Hi everyone, I’m copying below Eric’s answer to my question. I think it might be useful to someone else.
A reflection upon reading Eric’s answer, and considering what we report to managers who may request results like these:
If I report an overall abundance for the entire study area, I could use the CV reported by summary.dsm.var.
But, if the question is “how many animals are in a portion of the study area?”, the answer would be different. We should not sum the number of animals across a series of cells and then use the overall reported CV. In that case, I think it would be more appropriate to report the CV maps. 

This is something that can be difficult to make understandable for a recipient not versed in statistics.

#############################################################################################

I now understand your original question.

What is printed by "summary.dsm.var" (that you have include) is the CV(abundance estimate in the study area)=0.4146. As the output shows it uses the delta method to sum the squared CVs associated with detection function uncertainty plus uncertainty from the GAM model. Overall abundance estimate for the study area is the sum of the cell-specific abundance estimates; each of the cell-specific abundance estimates have uncertainty. Summing the variances across all the cells in the prediction grid provides variance in the estimated total abundance.  That variance of the total abundance is the last thing computed by the "dsm_var_gam" function; have a look if you're curious:

https://github.com/DistanceDevelopment/dsm/blob/master/R/dsm_var_gam.R

What is contained within the object created by "dsm_var_gam" are the cell-specific density estimates along with the cell-specific variances of those density estimates. These eventually produce the uncertainty surface for the density surface map (the pretty plot).
_ _ _ _ _
» Set of tasks
- a) List each quantity that the thread on density surface model variance describes as "cell-specific".
- b) Write the next part of the thread on density surface model variance, picking up after its final sentence.

[Saved entries]
_ _ _ _ _
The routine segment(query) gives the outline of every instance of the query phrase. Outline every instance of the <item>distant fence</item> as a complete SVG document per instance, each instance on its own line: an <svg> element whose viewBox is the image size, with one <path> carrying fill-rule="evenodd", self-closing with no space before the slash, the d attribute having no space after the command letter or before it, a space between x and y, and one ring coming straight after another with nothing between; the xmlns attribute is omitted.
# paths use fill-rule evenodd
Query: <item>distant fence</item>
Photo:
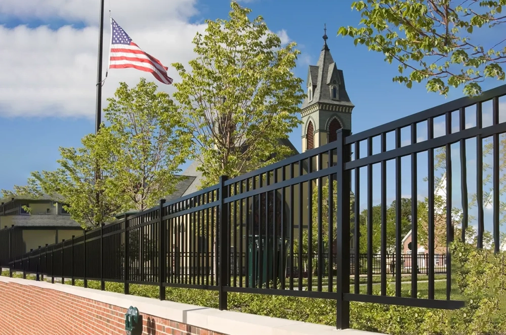
<svg viewBox="0 0 506 335"><path fill-rule="evenodd" d="M229 292L331 299L336 302L339 329L349 327L351 301L459 308L464 306L463 302L452 300L450 297L451 255L436 257L434 251L434 223L436 214L440 216L440 211L435 207L434 150L443 147L447 152L446 212L442 224L445 225L446 241L449 243L454 238L455 225L460 225L463 231L469 223L467 164L474 162L466 159L467 139L475 139L479 144L476 163L481 167L482 141L492 139L492 182L494 189L499 189L499 134L506 132L506 123L499 122L499 97L504 95L506 86L358 134L339 131L334 142L232 179L223 176L218 185L167 203L161 201L151 209L83 236L34 250L11 262L10 267L25 273L38 271L53 277L84 279L85 286L88 280L100 280L102 289L106 281L122 282L125 294L129 292L131 284L157 285L161 300L165 299L167 286L215 290L219 292L222 310L227 308ZM488 101L492 103L492 124L484 127L483 104ZM469 111L471 106L471 110L476 111L476 124L470 127L466 125L466 109ZM438 117L443 118L446 134L435 137L435 118ZM459 119L456 131L452 128L452 118L455 117ZM417 134L420 123L427 125L426 134ZM410 144L402 145L401 130L409 133ZM394 135L392 146L387 145L388 134ZM427 135L427 139L419 140L423 135ZM379 152L373 153L374 138L380 139L381 145ZM451 161L450 146L456 143L460 148L459 164ZM360 150L361 143L366 150ZM410 216L418 218L417 182L425 176L418 176L417 157L421 152L426 152L428 157L427 172L420 173L428 174L426 214L429 224L425 229L429 251L423 256L428 278L424 293L427 298L417 296L418 270L414 266L410 266L409 270L406 267L408 261L409 264L419 264L420 256L412 254L406 257L402 253L401 158L407 157L410 162L407 178L411 180L411 198L414 199ZM392 160L395 162L395 177L387 180L387 161ZM373 179L372 166L376 164L381 167L381 176ZM365 181L360 178L361 168L366 172ZM451 213L454 204L451 175L456 169L461 178L463 208L462 220L458 223L453 221ZM484 231L482 170L477 168L476 179L479 247L483 245ZM367 190L365 195L361 194L361 185ZM392 257L387 254L387 185L395 188L396 204L393 265ZM375 249L373 189L378 190L381 197L380 256L373 253ZM496 252L499 245L498 193L494 192L491 201L494 215L491 223ZM366 222L361 222L364 219L360 215L351 215L360 212L364 202L367 203L367 217ZM412 220L410 224L411 242L416 246L418 220ZM367 250L365 257L352 257L350 238L354 245L362 245L360 241L365 239ZM326 254L336 255L334 261L326 262ZM316 257L305 259L305 255ZM435 274L443 272L438 267L441 264L444 264L446 275L446 299L436 299ZM395 274L394 296L387 295L391 267ZM286 275L287 269L291 271ZM409 294L403 291L405 285L401 283L402 274L406 272L410 272ZM361 289L361 272L365 272L365 290ZM373 294L373 276L378 273L379 294ZM355 280L351 286L352 274Z"/></svg>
_ _ _ _ _
» Answers for the exercise
- a)
cell-specific abundance estimates
cell-specific density estimates
cell-specific variances of those density estimates

- b)
Now to the question: why don't the CVs on the cell-specific level of resolution resemble the uncertainty in the estimated abundance over the prediction grid?  The reason is two-fold; by common sense, we should have less confidence when making a prediction at a particular piece of the ocean (or pampas) than across a much broader area. The more mathematical reason for the much, much greater CV at the cell level is the magnitude of estimated abundance at the cell level. Because those small estimated abundances are in the denominator of the CV, the resulting CVs can be quite large (in fact CV tends to infinity as estimated abundance goes to zero).  

Take the Mexico example. From the output you provided the estimated abundance in the study are is 27084. This comes from estimates made into 1374 prediction grid cells. We can therefore derive, that on average, the average abundance in each of the grid cells is about 20 individuals. We have more information when aggregated across the entire study area, therefore we are likely to have greater confidence about our estimates at the study area level, than we have at the grid cell level.